TASK INSTRUCTIONS:
State how many lines in the entries below contain the string "mouth". Give only the number.

## START

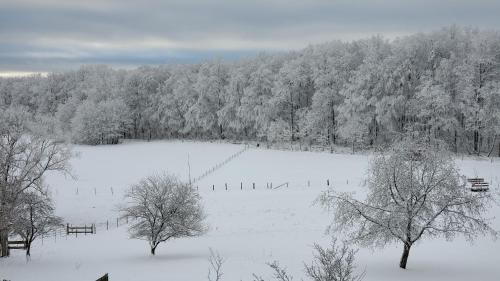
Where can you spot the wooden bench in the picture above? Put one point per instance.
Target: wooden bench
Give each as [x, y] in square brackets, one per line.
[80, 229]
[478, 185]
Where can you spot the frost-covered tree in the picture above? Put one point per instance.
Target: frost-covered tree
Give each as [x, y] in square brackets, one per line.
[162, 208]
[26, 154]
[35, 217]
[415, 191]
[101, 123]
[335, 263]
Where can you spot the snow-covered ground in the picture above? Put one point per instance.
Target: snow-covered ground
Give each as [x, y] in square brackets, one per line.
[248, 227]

## END
## START

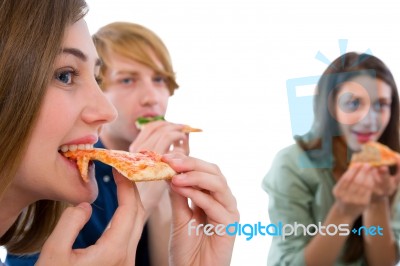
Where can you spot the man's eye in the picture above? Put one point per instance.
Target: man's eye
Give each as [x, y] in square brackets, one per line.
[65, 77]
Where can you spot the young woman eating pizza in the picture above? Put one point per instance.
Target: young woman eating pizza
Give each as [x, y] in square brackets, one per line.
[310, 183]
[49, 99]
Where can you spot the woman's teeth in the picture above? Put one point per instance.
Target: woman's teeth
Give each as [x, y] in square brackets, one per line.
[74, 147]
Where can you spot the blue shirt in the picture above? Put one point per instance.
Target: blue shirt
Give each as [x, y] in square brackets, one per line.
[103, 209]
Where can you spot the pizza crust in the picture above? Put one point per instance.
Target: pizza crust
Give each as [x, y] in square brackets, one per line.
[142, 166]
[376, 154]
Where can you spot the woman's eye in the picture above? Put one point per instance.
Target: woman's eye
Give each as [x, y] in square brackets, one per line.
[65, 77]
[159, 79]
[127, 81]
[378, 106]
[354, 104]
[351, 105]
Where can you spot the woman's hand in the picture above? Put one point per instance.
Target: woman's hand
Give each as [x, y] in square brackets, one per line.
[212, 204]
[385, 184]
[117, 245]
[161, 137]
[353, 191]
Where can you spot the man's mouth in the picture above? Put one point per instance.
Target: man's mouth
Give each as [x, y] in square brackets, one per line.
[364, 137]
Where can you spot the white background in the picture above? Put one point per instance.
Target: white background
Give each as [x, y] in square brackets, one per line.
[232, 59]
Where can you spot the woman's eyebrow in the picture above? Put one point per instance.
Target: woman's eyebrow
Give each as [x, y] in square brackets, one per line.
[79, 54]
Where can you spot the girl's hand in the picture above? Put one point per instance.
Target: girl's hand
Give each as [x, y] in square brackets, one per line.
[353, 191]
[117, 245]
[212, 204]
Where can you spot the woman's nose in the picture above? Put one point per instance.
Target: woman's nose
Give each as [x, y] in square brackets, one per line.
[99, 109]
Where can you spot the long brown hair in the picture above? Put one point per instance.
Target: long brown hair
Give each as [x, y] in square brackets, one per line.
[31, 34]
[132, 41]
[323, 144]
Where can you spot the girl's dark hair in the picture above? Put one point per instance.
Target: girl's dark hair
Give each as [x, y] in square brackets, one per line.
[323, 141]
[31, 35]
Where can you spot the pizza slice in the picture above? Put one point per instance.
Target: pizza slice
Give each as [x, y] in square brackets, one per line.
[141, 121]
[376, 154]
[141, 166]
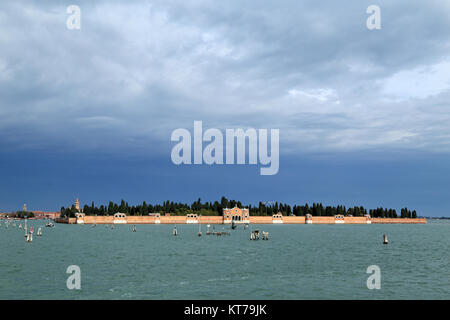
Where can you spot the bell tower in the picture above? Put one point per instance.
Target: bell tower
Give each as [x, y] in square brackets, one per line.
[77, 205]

## END
## START

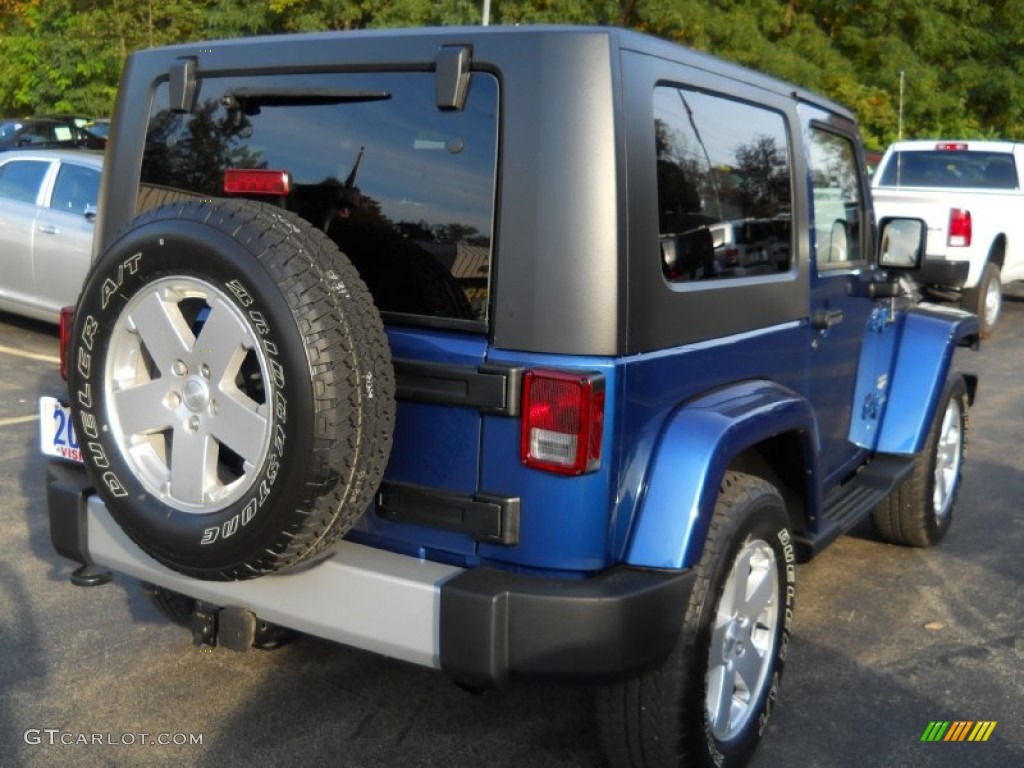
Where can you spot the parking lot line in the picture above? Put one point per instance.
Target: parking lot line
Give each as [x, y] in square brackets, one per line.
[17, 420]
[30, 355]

## END

RESPONSE TO THE TASK:
2